(Collected data entries)
—————

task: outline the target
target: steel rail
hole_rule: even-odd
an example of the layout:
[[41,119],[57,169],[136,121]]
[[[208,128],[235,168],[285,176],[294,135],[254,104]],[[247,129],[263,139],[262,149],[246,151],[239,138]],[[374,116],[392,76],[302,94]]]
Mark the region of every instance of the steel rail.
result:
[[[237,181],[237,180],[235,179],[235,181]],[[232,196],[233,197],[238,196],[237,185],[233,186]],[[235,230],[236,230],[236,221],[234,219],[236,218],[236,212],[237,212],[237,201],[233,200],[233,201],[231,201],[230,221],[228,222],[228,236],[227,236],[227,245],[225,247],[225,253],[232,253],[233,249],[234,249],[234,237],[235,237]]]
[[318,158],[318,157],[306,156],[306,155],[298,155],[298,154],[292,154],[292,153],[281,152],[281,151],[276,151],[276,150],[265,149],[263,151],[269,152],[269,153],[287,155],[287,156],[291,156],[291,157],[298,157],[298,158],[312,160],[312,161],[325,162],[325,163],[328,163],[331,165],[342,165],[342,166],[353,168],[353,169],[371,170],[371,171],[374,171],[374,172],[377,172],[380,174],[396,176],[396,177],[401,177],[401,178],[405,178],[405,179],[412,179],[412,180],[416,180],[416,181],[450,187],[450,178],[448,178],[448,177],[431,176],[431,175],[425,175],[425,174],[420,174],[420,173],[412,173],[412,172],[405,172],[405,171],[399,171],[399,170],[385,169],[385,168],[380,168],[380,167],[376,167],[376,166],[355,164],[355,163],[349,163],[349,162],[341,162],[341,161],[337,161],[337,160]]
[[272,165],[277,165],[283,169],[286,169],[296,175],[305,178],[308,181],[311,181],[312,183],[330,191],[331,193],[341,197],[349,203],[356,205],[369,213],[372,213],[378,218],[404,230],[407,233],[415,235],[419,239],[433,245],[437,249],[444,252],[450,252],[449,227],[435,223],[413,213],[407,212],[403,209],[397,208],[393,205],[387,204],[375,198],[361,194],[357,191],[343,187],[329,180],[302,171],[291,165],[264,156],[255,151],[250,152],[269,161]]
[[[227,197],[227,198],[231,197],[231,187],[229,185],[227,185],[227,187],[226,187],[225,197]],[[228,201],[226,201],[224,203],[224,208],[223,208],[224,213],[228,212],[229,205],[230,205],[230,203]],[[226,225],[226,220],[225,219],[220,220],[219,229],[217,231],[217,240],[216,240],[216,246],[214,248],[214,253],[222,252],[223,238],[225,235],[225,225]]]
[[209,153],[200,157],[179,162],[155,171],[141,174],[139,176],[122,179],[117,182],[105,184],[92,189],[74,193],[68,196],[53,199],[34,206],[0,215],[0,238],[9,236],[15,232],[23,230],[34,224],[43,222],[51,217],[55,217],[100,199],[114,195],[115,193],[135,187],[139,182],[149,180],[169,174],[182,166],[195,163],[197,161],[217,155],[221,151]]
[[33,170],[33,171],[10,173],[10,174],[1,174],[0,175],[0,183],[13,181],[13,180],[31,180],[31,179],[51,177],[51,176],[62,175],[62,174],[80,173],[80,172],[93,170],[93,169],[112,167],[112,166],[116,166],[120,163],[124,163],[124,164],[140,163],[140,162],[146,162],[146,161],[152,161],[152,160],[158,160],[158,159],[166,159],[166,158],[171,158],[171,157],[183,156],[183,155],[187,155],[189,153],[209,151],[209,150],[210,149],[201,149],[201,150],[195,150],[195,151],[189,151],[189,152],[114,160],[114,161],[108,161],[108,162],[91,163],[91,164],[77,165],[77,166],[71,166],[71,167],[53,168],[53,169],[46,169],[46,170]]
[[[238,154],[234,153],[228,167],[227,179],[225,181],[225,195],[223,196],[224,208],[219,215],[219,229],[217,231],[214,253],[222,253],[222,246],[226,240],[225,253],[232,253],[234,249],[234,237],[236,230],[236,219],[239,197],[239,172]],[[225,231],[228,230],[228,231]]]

—————

What the task asks:
The answer must consist of each line from the data that includes the string "steel".

Solved exercise:
target: steel rail
Mark the region of every instance of the steel rail.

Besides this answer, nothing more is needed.